─── Provided data

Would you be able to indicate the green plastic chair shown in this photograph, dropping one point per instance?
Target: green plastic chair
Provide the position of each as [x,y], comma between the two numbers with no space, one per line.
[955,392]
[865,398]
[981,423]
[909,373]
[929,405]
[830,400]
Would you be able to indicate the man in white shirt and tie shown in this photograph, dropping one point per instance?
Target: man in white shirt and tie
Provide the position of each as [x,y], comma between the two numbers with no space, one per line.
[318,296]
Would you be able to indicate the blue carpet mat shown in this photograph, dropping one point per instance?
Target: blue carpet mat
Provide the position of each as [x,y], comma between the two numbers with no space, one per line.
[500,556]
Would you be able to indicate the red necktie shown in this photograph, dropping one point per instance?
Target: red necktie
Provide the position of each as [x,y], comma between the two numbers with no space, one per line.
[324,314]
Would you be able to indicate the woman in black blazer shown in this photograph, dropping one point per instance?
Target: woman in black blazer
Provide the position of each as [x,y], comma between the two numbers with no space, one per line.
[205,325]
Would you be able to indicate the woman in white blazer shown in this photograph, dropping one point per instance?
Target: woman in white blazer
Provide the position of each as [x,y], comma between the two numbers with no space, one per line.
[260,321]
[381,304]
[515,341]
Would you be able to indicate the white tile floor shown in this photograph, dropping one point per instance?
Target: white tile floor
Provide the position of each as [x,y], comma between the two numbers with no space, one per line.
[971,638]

──────

Directions for this task
No line may be skipped. Transcribe the listing above exactly.

Solution for this problem
Would you be able to indicate the green plastic chair shown in this photograph, dropping one point per instance?
Target: green plastic chair
Provide the position of each as [x,y], comma between the two numbers with no space, one per line.
[955,392]
[865,398]
[981,423]
[909,373]
[929,405]
[830,400]
Would you be able to indicate the man in white shirt and tie shown in this photograph, dropping one point per instance?
Target: man in white shirt and tie
Provide the position of each as [x,y], comma between the two numbers with no space, one per line.
[318,296]
Would you be able to indicate the blue carpet mat shown in this photograph, dropping one point per instance?
Target: blue carpet mat
Provide the position of each as [x,y], comma between the two numbers with no space, one per line.
[500,556]
Would you be able to indicate the red necktie shown in this photograph, dropping one point per instance?
Target: red necktie
Provide the position of each as [x,y], comma between the two numbers with no space, one per line.
[324,314]
Would you be able to indicate the woman in black blazer shown in this photograph, dropping one point per instance?
Target: woman in black blazer
Provide the position of each as [x,y], comma between the two numbers with no space, one per line.
[205,325]
Would you be able to indicate the woman in white blazer shown in this photograph, dropping one point per instance?
Target: woman in white blazer
Provide the position of each as [x,y], comma between the two numbers with no space, one per line.
[260,321]
[381,304]
[515,341]
Would you be able to indicate the white tile floor shown in this photograph, dropping one point per instance?
Target: white tile floor
Provide the position of each as [x,y], comma between the two numbers with no space, one per line.
[971,638]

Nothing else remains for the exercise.